- Exercise directions:
Render every line of the data below as a numbered list, skipping blank lines. Leave the pictures out of your answer.

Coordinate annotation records
+++++

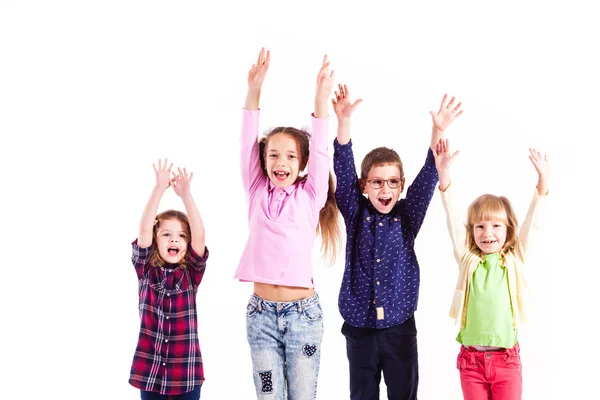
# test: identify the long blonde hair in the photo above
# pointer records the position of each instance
(489, 207)
(328, 226)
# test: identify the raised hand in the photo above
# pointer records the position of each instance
(181, 182)
(257, 73)
(324, 80)
(341, 103)
(163, 174)
(446, 114)
(542, 166)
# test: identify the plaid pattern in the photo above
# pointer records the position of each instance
(167, 358)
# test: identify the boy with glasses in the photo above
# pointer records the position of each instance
(380, 286)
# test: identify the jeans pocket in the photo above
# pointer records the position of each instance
(251, 310)
(312, 314)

+++++

- Final result:
1. # test: identify the long blonde hair in the photo above
2. # pointer records the position of each instance
3. (489, 207)
4. (328, 226)
5. # test: identify the raised hand in the photo above
6. # pointer records the position of each instance
7. (181, 182)
8. (257, 73)
9. (324, 80)
10. (341, 103)
11. (163, 174)
12. (446, 114)
13. (542, 166)
14. # test: identify the plaid pattern in the photo above
15. # pointer records the position of each instance
16. (167, 358)
17. # test: identify the boy with glasses in the photo above
18. # pointer records the position of each instance
19. (380, 286)
20. # test: identify the jeans pocket in the photo above
21. # pointer records the position of each instance
22. (251, 310)
23. (312, 314)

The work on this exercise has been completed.